* BEGIN Document extract *

I am not kidding. They are in an all out war for your bottled water, T-shirt, souvenir, snack, sunscreen, phone charger, prescription and aspirin business. They are popping up like Subways shops in strip centers. Except, they are full sized stores ON THE STRIP in high dollar locations. And, there are a lot of them, like 10. And more are coming. Yipes! It is as though the Z-Pak has replaced the Rat Pack.

Wow, we have witnessed a lot of growth, a lot of change and a lot of of smiles on our faces in our 35 years of chasing neon.

Vegas has transformed and so has the way we view and use it. We frequently use it now as an access point, a portal, to the wonders of our American West. But, Vegas still excites us, still entertains us. I believe its current version may be the best one yet. It is still a very affordable entertainment destination that is in a constant flux of refinement, literally and figuratively. Those of you familiar with this site know that we really love our national parks and are in awe of the natural beauty of our country.

* END Document extract *
* BEGIN Supplied data *

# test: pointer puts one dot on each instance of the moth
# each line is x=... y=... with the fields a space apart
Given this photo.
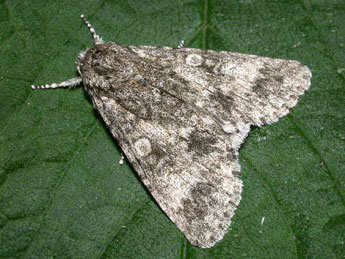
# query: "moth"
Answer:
x=180 y=116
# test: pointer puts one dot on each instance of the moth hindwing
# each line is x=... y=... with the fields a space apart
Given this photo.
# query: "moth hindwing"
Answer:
x=180 y=116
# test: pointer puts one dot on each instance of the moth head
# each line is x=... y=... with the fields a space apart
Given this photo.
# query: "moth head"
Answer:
x=79 y=60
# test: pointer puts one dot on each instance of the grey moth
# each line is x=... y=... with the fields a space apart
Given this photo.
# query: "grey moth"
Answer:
x=180 y=116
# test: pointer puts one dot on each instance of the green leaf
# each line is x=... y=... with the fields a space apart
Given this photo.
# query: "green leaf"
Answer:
x=63 y=193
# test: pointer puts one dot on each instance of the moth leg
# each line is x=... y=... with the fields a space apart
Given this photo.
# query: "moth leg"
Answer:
x=122 y=159
x=96 y=38
x=68 y=83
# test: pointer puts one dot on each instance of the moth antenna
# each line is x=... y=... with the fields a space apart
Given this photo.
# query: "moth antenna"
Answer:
x=96 y=38
x=68 y=83
x=181 y=44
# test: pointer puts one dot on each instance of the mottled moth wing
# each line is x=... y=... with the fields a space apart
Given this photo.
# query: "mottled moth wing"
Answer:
x=180 y=116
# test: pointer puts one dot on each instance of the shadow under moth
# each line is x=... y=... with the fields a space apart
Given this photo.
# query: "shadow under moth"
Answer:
x=181 y=114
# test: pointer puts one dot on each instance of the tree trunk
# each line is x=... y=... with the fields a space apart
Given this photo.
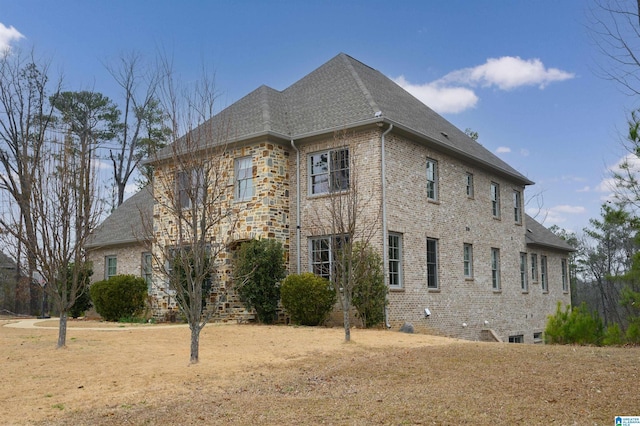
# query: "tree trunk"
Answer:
x=62 y=330
x=195 y=343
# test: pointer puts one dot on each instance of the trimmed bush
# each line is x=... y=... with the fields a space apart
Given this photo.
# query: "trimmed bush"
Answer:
x=308 y=298
x=575 y=325
x=369 y=290
x=121 y=296
x=258 y=269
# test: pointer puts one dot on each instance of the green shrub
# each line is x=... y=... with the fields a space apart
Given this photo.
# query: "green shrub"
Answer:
x=120 y=296
x=369 y=291
x=308 y=298
x=575 y=325
x=258 y=269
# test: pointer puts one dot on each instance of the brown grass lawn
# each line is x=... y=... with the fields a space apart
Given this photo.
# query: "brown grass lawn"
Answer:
x=250 y=374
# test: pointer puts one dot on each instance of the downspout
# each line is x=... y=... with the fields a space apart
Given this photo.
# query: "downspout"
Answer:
x=385 y=231
x=297 y=206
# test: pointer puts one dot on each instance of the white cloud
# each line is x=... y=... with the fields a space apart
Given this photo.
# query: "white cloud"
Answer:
x=507 y=73
x=7 y=35
x=440 y=98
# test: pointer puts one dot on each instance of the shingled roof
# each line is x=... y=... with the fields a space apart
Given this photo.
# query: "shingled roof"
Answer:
x=126 y=224
x=537 y=235
x=343 y=93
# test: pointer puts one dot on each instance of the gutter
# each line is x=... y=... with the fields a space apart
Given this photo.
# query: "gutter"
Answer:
x=385 y=231
x=297 y=206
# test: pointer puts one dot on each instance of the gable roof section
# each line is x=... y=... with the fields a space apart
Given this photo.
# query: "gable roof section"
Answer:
x=340 y=94
x=538 y=235
x=126 y=224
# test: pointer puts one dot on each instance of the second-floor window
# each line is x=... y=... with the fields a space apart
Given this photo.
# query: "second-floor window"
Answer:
x=329 y=171
x=517 y=206
x=432 y=179
x=495 y=199
x=244 y=179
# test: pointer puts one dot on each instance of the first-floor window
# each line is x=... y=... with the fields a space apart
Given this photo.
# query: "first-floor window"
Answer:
x=432 y=263
x=395 y=260
x=468 y=260
x=495 y=268
x=322 y=254
x=543 y=273
x=147 y=269
x=111 y=267
x=523 y=272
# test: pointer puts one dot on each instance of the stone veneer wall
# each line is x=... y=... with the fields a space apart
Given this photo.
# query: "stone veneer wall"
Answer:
x=266 y=215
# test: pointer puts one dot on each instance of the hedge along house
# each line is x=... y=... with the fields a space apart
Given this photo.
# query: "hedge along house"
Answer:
x=460 y=256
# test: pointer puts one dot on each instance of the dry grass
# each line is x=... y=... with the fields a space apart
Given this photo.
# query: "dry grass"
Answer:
x=287 y=375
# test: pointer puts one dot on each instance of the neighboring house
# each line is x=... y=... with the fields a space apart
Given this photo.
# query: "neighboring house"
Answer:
x=460 y=255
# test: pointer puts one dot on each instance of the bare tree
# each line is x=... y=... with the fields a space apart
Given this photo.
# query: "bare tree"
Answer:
x=194 y=218
x=350 y=219
x=141 y=131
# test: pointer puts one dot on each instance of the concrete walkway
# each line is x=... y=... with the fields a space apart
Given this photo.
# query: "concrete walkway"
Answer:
x=30 y=323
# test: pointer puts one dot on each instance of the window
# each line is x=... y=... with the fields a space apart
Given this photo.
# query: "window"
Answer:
x=244 y=179
x=524 y=284
x=543 y=273
x=322 y=255
x=468 y=260
x=517 y=206
x=111 y=267
x=469 y=184
x=516 y=339
x=147 y=269
x=495 y=199
x=495 y=268
x=432 y=263
x=189 y=188
x=395 y=260
x=534 y=267
x=329 y=171
x=432 y=179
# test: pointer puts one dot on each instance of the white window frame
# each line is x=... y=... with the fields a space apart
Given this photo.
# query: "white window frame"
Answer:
x=495 y=269
x=395 y=260
x=469 y=184
x=524 y=273
x=517 y=206
x=495 y=200
x=107 y=266
x=331 y=175
x=432 y=264
x=244 y=183
x=432 y=179
x=544 y=279
x=467 y=259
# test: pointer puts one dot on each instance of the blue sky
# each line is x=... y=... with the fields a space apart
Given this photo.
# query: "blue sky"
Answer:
x=520 y=73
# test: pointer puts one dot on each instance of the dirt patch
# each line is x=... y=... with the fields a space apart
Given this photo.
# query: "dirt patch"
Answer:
x=297 y=375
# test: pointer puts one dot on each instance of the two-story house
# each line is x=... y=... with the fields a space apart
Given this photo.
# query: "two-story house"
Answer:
x=460 y=256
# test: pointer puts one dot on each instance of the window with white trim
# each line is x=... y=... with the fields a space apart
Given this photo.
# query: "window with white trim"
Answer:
x=432 y=263
x=432 y=179
x=395 y=260
x=524 y=283
x=468 y=260
x=495 y=268
x=543 y=273
x=111 y=266
x=517 y=206
x=244 y=188
x=495 y=199
x=469 y=184
x=329 y=171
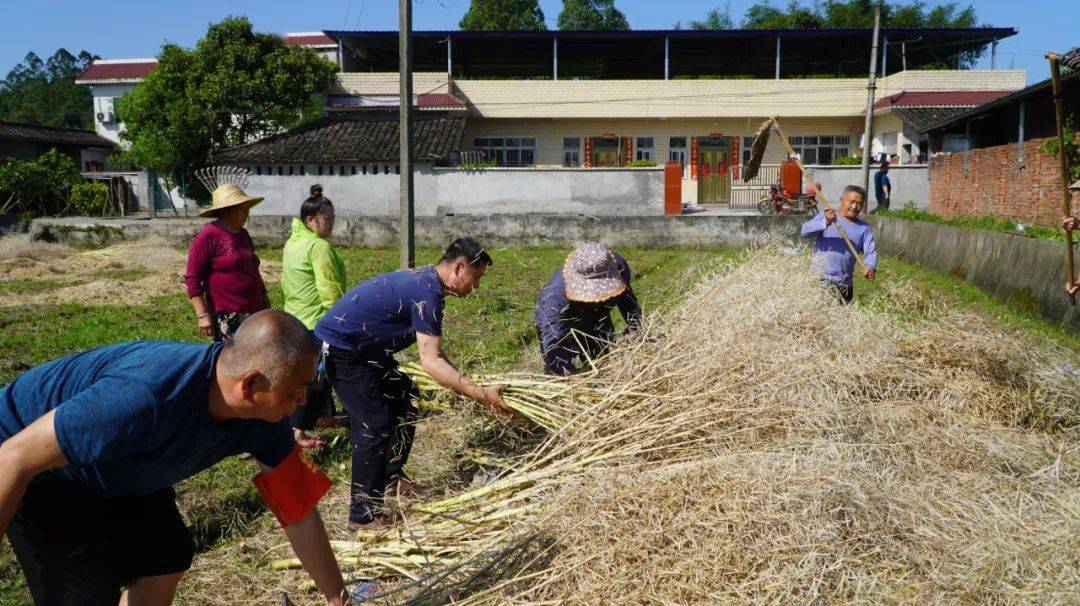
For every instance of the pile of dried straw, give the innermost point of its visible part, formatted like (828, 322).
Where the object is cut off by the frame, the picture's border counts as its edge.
(767, 445)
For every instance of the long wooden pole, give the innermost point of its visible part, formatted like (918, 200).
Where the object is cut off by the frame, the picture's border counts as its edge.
(871, 88)
(791, 152)
(1055, 75)
(405, 128)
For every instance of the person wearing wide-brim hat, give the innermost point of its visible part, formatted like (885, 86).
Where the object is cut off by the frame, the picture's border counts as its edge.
(574, 310)
(223, 275)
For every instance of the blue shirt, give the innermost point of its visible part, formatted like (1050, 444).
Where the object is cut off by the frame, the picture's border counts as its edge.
(134, 418)
(381, 315)
(833, 253)
(557, 318)
(880, 182)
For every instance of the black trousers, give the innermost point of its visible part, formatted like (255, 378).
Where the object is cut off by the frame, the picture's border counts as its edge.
(79, 548)
(381, 425)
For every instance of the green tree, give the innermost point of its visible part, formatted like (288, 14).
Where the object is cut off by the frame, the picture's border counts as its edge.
(860, 14)
(39, 186)
(501, 15)
(235, 85)
(717, 18)
(591, 15)
(43, 92)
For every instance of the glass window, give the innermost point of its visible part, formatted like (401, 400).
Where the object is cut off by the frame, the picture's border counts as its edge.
(818, 149)
(571, 151)
(508, 151)
(644, 148)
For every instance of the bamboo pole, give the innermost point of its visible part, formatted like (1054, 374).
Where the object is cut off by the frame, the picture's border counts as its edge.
(1064, 165)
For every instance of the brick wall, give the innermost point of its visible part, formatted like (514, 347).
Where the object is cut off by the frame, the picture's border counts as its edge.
(991, 182)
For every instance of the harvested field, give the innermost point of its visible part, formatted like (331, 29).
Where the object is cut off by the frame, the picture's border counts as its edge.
(761, 444)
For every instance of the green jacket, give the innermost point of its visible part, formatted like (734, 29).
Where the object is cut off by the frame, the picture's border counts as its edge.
(312, 277)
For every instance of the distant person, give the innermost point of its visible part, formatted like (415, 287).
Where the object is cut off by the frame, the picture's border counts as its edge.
(837, 263)
(574, 310)
(1071, 224)
(372, 322)
(92, 444)
(312, 280)
(882, 187)
(223, 274)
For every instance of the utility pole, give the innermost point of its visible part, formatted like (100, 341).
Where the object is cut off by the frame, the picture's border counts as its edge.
(871, 86)
(405, 128)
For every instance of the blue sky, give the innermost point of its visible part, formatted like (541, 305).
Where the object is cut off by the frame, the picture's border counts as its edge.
(127, 28)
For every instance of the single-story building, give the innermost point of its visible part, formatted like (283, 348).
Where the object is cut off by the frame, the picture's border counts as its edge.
(27, 142)
(993, 160)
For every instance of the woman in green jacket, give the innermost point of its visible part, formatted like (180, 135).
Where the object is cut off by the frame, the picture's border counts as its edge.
(312, 280)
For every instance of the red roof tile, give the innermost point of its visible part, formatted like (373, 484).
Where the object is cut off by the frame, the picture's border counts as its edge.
(942, 98)
(116, 71)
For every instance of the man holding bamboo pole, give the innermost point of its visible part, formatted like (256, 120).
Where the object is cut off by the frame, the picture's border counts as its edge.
(377, 319)
(836, 257)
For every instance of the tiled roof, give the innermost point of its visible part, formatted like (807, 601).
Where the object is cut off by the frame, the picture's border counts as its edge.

* END Supplied data *

■ Exercise set:
1 – Summarize the Las Vegas passage in two sentences.
2 – Format the data listing rows between the line holding "the first-floor window" and the line holding "x=287 y=375", inclusive, as a numbered list, leaving out any blank lines.
The Las Vegas passage and the data listing were taken from unrelated sources.

■ Per-task answers:
1 – Full-sized stores competing to sell bottled water, T-shirts, souvenirs, snacks, sunscreen, phone chargers, prescriptions and aspirin are multiplying in high-dollar locations on the Strip, with about ten already there and more coming. Looking back on 35 years of chasing neon, the passage says Vegas has transformed and now often serves as a portal to the American West, yet it still excites and entertains and remains a very affordable entertainment destination whose current version may be the best one yet.

2 –
1. # test: pointer puts one dot on each instance of the first-floor window
2. # each line is x=... y=... with the fields a space apart
3. Given this photo.
4. # query: "first-floor window"
5. Answer:
6. x=432 y=263
7. x=395 y=260
8. x=468 y=260
9. x=495 y=268
10. x=322 y=254
11. x=543 y=273
12. x=147 y=269
13. x=111 y=267
14. x=523 y=272
15. # test: pointer puts one dot on each instance of the stone veneer wall
16. # each line is x=... y=... with the fields a space apart
17. Given this photo.
18. # query: "stone veneer wall"
19. Answer:
20. x=266 y=215
21. # test: pointer puts one dot on each instance of the hedge along house
22. # each line is x=... y=... with the fields a space apart
23. Given this photo.
24. # query: "hedge along house"
25. Answer:
26. x=460 y=256
27. # test: pointer puts one dot on each instance of the dry grass
28. # each line is x=... y=... with the fields a space apart
29. Given this photo.
30. # query: "dry grass"
31. Answer:
32. x=287 y=375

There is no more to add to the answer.